TEXT PROVIDED
= = = = =
Of course, there's also the generic Stage 9 blueprint that appeared on pp. 144-5 of The Making of Star Trek, whose layout is close to the "Journey to Babel" page but has a turbolift at the lower end of the curving corridor, omits the brig interior, and has a couple of boxy shapes on the right side of engineering.
 
a couple of boxy shapes on the right side of engineering
Ooh, intriguing. I haven't seen that book in ages (my copy of TMoST went missing decades ago), but a boxy shape to the right of Engineering just might be the Emergency Manual Monitor. I recently discovered that you can get some rough dimensions of this room from the photos of the Matt Jefferies set model. I thought I was looking at a random room with some weird thing laying inside it on an angle, until I realized that the angled end wall was just bent over and leaning on the console.
 
The Enemy Within — Path A is Evil Kirk stalking Janice. B is Good Kirk & Spock heading off to Sickbay. C is eKirk retreating to his quarters, and D is the gKirk/Scotty interaction. In this episode, the turbolift at the end of the early version of the Jefferies Tube corridor has been replaced with double yellow doors.

At3YQv5.png


Noteworthy here is path C's red dashed line through the circular wardrobe, which represents a jump-cut: After menacing us with his bloody hand, eKirk starts down that straight corridor but then doubles back and enters his quarters via the left (office) door — yet for the interior scene they immediately cut to him coming in through the right (bedroom) door. Maybe it was an easier camera placement since the counter-clockwise bedroom walls were all wild (and there's a closet doorway you can shoot through), or maybe they just wanted to get straight to the wardrobe/vanity scene without delay.

Even more interesting (to me) is the fact that, in path D, gKirk is walking past the closed doors of the Transporter Room set, while at that very same time eKirk is inside that set holding those same doors open.

I agree that there was some trickery with path C on which door Kirk walks through but on path A, eKirk enters in on the circular wardrobe door. The only funny thing that happens is there is a brief shot of eKirk with the turbolift interior? in the background before he goes in the door. :)
= = = = =
TASK INSTRUCTIONS
1. Swap "khaki" for "tan" in the rows from the line containing "Confirm every instance of the khaki" through the last line of the rows. Give those lines again with nothing else changed.
2. Pick up the discussion of the Star Trek set layouts after its last sentence and keep it going.
= = = = =
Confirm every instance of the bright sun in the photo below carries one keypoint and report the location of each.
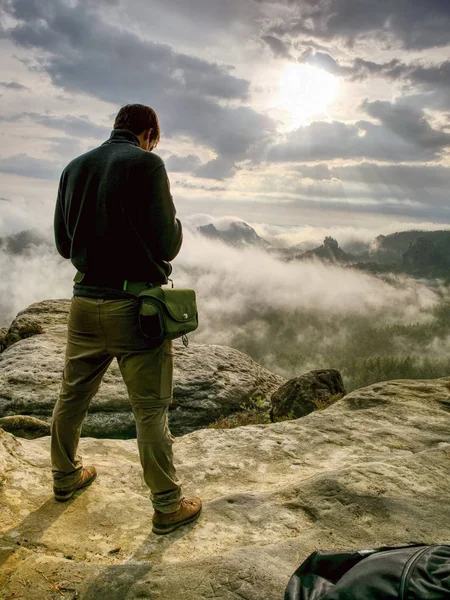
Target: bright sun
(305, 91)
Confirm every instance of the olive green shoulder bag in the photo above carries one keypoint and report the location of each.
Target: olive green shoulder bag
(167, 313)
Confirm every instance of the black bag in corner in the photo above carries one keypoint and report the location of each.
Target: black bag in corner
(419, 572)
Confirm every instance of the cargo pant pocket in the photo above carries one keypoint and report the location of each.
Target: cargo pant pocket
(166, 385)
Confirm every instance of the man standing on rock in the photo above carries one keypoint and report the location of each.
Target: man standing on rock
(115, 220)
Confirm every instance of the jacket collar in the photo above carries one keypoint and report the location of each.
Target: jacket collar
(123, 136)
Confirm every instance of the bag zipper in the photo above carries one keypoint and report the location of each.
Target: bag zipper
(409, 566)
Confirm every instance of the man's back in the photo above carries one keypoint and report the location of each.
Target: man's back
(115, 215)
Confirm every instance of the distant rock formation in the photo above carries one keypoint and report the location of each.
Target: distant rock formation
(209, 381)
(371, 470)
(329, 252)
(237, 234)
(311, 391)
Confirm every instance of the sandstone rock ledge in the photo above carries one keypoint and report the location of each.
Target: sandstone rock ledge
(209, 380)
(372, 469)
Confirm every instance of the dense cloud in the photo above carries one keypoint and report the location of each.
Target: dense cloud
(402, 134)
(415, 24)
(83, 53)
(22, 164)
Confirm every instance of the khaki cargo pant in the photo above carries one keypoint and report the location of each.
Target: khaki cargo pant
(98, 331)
= = = = =
EXPECTED ANSWERS
1.
Confirm every instance of the tan cargo pant in the photo above carries one keypoint and report the location of each.
Target: tan cargo pant
(98, 331)

2.
Hmm, yeah you're right on both counts. They seem to have edited the "turbolift leer" to come a little later than would have made sense. And yup, I missed the entrance door there. I'm gonna redo those paths (and should probably put the ABCs in chronological order.) Thanks for catching that!
 
Ooh, intriguing. I haven't seen that book in ages (my copy of TMoST went missing decades ago), but a boxy shape to the right of Engineering just might be the Emergency Manual Monitor.

No, there are two of them and they bracket where the EMM would go. The image is reproduced here: https://forgottentrek.com/the-origi...se-within/images/Star-Trek-set-floor-plan.png

I wondered if they were supports for the EMM set, but apparently it was on stilts. I always sort of assumed they were the big machines on that side of engineering from "The Enemy Within," but the graphic shows the season 2 set configuration.
 
Oh my gosh, thank you for this! It shows a few detail placements that I otherwise would have had to guess at. (And thanks for the quick blast back to my childhood; I can't remember the last time I saw this image.)

I wondered if they were supports for the EMM set, but apparently it was on stilts. I always sort of assumed they were the big machines on that side of engineering from "The Enemy Within," but the graphic shows the season 2 set configuration.
I too have read that EMM was on stilts, and the photos of the Jefferies set model (JSM) seem to confirm that it was indeed elevated. The JSM also seems to imply that the stilts were on wheels so they could roll the whole thing out of the way for normal Engineering shots. (This is how I'm building my model.)

I think you are right about those two big TEW boxy things, and I believe they kept them around for a while even if they were rarely or never seen in later seasons. They're very handy to have around when the camera needs to see the unfinished fourth wall of Engineering. Fans tend to call those unnamed things either "turbines" or, referring to some Scotty dialog, "energizers."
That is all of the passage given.